### What is expected
Count how many lines in the entries below contain the word "green", and give only that number.

========================================================================

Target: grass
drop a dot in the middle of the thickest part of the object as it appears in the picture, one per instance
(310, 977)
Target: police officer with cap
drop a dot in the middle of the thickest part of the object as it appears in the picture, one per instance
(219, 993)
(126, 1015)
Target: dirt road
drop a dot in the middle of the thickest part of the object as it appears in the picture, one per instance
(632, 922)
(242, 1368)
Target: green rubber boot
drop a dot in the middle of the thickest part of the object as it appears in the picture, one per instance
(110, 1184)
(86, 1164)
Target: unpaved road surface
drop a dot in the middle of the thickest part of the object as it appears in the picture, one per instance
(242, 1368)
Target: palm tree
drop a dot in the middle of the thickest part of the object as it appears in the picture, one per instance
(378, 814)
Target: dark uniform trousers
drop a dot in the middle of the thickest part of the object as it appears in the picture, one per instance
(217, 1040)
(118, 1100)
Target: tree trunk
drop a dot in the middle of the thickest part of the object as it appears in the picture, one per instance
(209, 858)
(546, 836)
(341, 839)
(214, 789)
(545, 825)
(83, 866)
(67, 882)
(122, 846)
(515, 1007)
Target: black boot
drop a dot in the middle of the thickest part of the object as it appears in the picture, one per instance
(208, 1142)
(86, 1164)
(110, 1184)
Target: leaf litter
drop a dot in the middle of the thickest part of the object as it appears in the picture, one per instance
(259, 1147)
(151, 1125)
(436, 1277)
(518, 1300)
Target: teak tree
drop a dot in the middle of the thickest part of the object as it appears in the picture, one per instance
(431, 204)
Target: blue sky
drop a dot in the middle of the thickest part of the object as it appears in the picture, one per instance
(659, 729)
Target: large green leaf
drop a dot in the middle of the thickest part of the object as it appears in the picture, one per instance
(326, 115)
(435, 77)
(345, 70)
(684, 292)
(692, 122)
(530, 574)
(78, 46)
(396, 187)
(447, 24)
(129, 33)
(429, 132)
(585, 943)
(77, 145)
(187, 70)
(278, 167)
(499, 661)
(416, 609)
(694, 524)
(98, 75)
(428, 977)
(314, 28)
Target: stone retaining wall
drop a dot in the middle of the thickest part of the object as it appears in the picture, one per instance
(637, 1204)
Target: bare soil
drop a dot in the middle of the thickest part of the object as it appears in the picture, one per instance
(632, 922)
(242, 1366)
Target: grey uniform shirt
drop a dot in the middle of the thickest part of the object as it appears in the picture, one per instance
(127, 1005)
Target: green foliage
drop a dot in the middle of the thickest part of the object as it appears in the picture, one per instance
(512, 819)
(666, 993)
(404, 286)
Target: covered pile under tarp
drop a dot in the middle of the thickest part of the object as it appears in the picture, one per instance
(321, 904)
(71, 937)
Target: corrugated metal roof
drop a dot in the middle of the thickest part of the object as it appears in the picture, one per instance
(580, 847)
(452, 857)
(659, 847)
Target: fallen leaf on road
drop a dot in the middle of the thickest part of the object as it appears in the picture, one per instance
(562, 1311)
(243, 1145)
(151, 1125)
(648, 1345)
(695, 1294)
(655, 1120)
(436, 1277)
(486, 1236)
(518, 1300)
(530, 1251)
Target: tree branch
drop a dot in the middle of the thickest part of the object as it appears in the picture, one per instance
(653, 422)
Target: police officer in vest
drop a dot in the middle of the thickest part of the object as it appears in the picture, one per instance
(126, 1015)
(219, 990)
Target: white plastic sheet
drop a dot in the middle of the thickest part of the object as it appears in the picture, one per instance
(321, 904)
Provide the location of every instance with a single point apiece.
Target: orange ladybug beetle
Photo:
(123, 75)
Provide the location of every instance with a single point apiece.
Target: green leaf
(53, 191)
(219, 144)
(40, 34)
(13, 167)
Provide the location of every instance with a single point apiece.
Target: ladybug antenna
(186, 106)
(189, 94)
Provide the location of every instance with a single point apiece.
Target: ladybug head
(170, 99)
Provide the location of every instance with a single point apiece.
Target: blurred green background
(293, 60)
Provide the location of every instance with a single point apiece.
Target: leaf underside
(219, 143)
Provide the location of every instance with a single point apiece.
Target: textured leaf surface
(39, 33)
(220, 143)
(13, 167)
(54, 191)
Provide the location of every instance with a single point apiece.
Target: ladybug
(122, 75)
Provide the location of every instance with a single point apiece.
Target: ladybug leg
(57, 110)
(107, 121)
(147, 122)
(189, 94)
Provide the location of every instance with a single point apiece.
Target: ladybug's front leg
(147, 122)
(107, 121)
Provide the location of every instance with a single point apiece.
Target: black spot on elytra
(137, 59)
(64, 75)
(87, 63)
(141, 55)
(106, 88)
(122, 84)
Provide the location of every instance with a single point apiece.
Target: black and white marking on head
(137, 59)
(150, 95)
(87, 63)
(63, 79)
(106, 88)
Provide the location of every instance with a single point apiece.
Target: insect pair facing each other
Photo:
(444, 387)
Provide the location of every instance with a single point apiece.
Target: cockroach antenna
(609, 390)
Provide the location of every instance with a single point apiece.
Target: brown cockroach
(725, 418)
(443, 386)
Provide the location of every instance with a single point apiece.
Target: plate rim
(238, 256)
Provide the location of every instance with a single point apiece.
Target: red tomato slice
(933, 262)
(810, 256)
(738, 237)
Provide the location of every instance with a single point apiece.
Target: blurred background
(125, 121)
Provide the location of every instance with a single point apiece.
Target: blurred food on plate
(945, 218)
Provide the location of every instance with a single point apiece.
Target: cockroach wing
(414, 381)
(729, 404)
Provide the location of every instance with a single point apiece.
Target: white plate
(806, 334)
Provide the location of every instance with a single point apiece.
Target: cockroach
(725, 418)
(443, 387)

========================================================================

### Task result
5